Problem description
Repeat the records below word for word, leaving out the pictures.

Coordinate annotation entries
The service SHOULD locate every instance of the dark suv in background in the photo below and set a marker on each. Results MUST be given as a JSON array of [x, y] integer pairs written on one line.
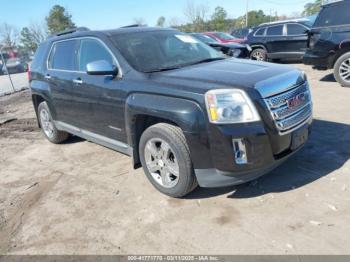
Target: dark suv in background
[[279, 40], [183, 111], [329, 41]]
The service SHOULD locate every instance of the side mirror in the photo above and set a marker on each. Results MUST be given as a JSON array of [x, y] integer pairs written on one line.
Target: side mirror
[[101, 67]]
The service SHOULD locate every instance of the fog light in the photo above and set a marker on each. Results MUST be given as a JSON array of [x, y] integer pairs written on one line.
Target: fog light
[[240, 151]]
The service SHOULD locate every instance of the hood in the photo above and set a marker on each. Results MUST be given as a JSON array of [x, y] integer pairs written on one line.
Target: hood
[[227, 45], [267, 78]]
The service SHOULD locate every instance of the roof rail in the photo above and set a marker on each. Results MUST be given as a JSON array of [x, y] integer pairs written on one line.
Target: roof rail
[[134, 25], [72, 30]]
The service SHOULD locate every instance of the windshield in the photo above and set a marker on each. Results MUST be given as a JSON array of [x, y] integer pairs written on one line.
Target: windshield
[[204, 38], [225, 36], [161, 50]]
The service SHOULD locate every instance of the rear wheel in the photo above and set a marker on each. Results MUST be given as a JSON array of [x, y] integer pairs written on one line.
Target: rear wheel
[[48, 126], [166, 160], [259, 54], [342, 70]]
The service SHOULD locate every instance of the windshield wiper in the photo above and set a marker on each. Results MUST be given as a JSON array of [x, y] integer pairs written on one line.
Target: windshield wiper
[[162, 69], [207, 60]]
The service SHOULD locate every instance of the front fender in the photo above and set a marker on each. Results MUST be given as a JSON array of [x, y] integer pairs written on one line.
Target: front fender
[[186, 114]]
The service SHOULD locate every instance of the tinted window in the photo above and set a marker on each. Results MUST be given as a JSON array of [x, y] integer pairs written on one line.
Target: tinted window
[[92, 50], [63, 55], [275, 30], [295, 29], [260, 32], [334, 15], [39, 58]]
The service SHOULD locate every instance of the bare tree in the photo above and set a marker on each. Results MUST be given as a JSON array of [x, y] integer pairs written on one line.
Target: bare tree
[[38, 31], [8, 35], [196, 14]]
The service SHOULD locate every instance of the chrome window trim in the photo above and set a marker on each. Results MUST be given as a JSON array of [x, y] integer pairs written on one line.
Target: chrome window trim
[[296, 24], [120, 72]]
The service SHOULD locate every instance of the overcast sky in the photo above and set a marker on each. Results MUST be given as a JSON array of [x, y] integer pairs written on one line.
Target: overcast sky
[[105, 14]]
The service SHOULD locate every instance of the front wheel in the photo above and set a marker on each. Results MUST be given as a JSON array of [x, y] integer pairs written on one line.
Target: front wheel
[[259, 54], [48, 126], [342, 70], [166, 161]]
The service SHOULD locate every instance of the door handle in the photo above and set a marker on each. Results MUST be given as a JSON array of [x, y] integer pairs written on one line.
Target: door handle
[[78, 81]]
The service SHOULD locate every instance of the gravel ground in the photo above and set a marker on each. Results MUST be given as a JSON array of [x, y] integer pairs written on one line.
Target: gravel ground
[[81, 198]]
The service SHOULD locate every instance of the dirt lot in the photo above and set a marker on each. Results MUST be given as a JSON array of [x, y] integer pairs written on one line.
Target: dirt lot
[[81, 198]]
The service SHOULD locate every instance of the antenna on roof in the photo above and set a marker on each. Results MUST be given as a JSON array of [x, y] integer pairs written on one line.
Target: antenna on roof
[[134, 25], [72, 30]]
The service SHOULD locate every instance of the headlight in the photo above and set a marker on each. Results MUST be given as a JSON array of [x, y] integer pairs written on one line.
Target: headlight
[[229, 106], [236, 52]]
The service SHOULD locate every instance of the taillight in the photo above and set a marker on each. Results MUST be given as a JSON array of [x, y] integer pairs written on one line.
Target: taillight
[[28, 72], [313, 40]]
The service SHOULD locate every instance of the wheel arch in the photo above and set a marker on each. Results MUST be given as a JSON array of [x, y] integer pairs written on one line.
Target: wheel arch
[[145, 110], [344, 47]]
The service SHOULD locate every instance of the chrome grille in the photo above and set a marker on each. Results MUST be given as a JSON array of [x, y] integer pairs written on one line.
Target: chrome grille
[[288, 117]]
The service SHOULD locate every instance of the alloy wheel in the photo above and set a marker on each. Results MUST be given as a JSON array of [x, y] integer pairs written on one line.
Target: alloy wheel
[[162, 163], [344, 70]]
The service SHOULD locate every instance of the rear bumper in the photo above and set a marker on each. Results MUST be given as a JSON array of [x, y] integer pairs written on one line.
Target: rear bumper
[[318, 61]]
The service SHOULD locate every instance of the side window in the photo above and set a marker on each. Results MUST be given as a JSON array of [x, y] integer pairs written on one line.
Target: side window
[[92, 50], [295, 29], [260, 32], [39, 57], [63, 55], [333, 15], [275, 30]]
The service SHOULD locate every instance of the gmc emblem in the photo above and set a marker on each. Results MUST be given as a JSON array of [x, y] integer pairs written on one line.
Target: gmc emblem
[[297, 100]]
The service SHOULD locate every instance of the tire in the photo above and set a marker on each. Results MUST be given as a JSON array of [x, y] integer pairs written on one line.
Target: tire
[[163, 150], [259, 54], [48, 127], [342, 70]]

Reply
The service SHOULD locate every instance of the dark suv in background in the photo below and set a marker on each. Results MUST be given as a JSON array of [x, y] integer pairs written on one line.
Target: dark suv in background
[[279, 40], [183, 111], [329, 41]]
The service SHOULD locate every instance of the side mirror in the photo above and set a marker on each. Results MUST be given as a JSON array of [x, y] integer pairs written on one line.
Target: side mirror
[[101, 67]]
The service SHOULD locate every instance of the fog light in the photo above and set a marker on each. Results MUST be given as a JSON array of [x, y] integer pairs written on one line.
Target: fog light
[[240, 151]]
The service SHOULD locate every instance of the hood in the photo above and set a marker on each. Results MUST be given as a JSON array of [x, y] integer pairs written on one line.
Target: hood
[[227, 45], [267, 78]]
The service SHOULD locate every instance of the roof rail in the photo above and set a marker on each. Results MUST be given as a JSON array of [x, y] integer pairs written on one line.
Target: roof rail
[[134, 25], [72, 30]]
The service SHOULD locate every instance of the windshield in the photo above and set a marker on each. Results MUST be given as a JSON array of [x, y] integer pairs written on one line.
Target: windshield
[[204, 38], [225, 36], [161, 50]]
The service SHOULD locate every instance of the rear wheel in the photo above and set a marker on each. Results MUST be given as a JSON array of [x, y] integer pairs written on one line.
Target: rear wheel
[[48, 126], [166, 160], [259, 54], [342, 70]]
The service SHOULD locate every instance of the windshield wiper in the photo above and set a marker on each. Results MUST be given as a JSON array of [x, y] integer pairs written on one line.
Target: windshield wiper
[[162, 69], [207, 60]]
The service SHOULD locate every instance of the front fender in the photo above and set a marker on each. Results MUST be given as a JSON array of [x, y] integer pairs written on one line.
Target: front fender
[[186, 114]]
The service SHOULD locate every instance of the tinted window in the photo above and set a marker on each. Results MUST be given as a JSON array of [x, y] integer pairs written on one line.
Target: tinted window
[[92, 50], [63, 55], [275, 30], [295, 29], [260, 32], [334, 15], [39, 58]]
The service SHOULD locate every instance of the bare tree in the photo above and set a marker on each. Results MUST be given as a JSON array of [x, y] integer pairs written on one line.
Target: bare tree
[[38, 31], [8, 35], [196, 14]]
The service SHOULD locate every instance of the chrome window trim in the photo above and set a marker on each. Results MUST be given as a JSON array of [x, y] integer pairs written on one line.
Target: chrome window trim
[[296, 24], [120, 72]]
The service SHOULD locate every instance of the overcast sky in the photo above and set a marker on each. Results MUST be given as a JSON array of [x, y] integer pairs written on one line.
Target: overcast sky
[[105, 14]]
The service SHOULD locate every instance of the front wheel in the photo above and set a marker on each. Results MUST be given as a JSON array of [x, y] integer pairs written on one line.
Target: front wheel
[[259, 54], [48, 126], [342, 70], [166, 161]]
The service SHOULD locate every instance of the door handle in the photo above and set a marker on each. Results MUST be given as a JSON array of [x, y] integer pairs written on one line.
Target: door handle
[[78, 81]]
The service SHOULD locate every instance of the gravel ground in the photo above and set a marker on each. Results MUST be given as a JSON array of [x, y] integer pairs written on one line.
Target: gravel ground
[[81, 198]]
The service SHOULD locate every instance of the dirt lot in the photo above and set a marker on each. Results MUST be given as a JSON array of [x, y] integer pairs written on one line.
Target: dirt lot
[[81, 198]]
The service SHOULD locate every instance of the antenna on roof in the photo above and set a marker on each. Results MUST be given as a JSON array of [x, y] integer pairs written on one line.
Target: antenna on roof
[[134, 25], [72, 30]]
The service SHOULD locate every instance of the headlight in the photo above and set a marker on each. Results MUST be given as a JSON array of [x, y] integer pairs written on one line.
Target: headlight
[[229, 106], [236, 52]]
The service SHOULD locate every instance of the taillight in the photo above and set a marker on each. Results MUST be given as a JSON array of [x, y] integer pairs written on one line.
Target: taillight
[[28, 72], [313, 40]]
The service SHOULD locate every instance of the wheel arch in the photo above and set a marker on each. Results MUST be given as a JSON array of [x, y] integer pairs written on one line.
Target: wheel arch
[[145, 110], [344, 47]]
The service SHOULD locate every instance of the chrome grille in the photo above and set a marker on each. Results MUST be given as a JSON array of [x, y] integer pairs written on one line.
Target: chrome grille
[[288, 117]]
The service SHOULD locate every instance of the alloy wheel in the photo above and set a marker on each. Results MUST be given as a JSON array of [x, y] integer pairs written on one line.
Target: alloy wheel
[[162, 163], [344, 70]]
The service SHOULD locate every instance of the rear bumper in the photo above and set a marker on each. Results MUST be given as a JSON array of [x, y] integer pairs written on one line.
Target: rear bumper
[[318, 61]]
The service SHOULD locate every instance of the side window in the photo above and set a marker on each. Results MUST be given as a JSON array of [x, y] integer pairs written on one line.
Target: side window
[[92, 50], [295, 29], [260, 32], [39, 57], [63, 55], [333, 15], [275, 30]]
The service SHOULD locate every instance of the gmc emblem in the photo above and set a marker on each. Results MUST be given as a JSON array of [x, y] integer pairs written on one line.
Target: gmc emblem
[[297, 100]]
The service SHOULD locate every instance of the tire in the photo above and set a marker on each. Results MUST be given as a JSON array of [x, y] integer pairs written on one line.
Target: tire
[[163, 150], [259, 54], [48, 127], [342, 70]]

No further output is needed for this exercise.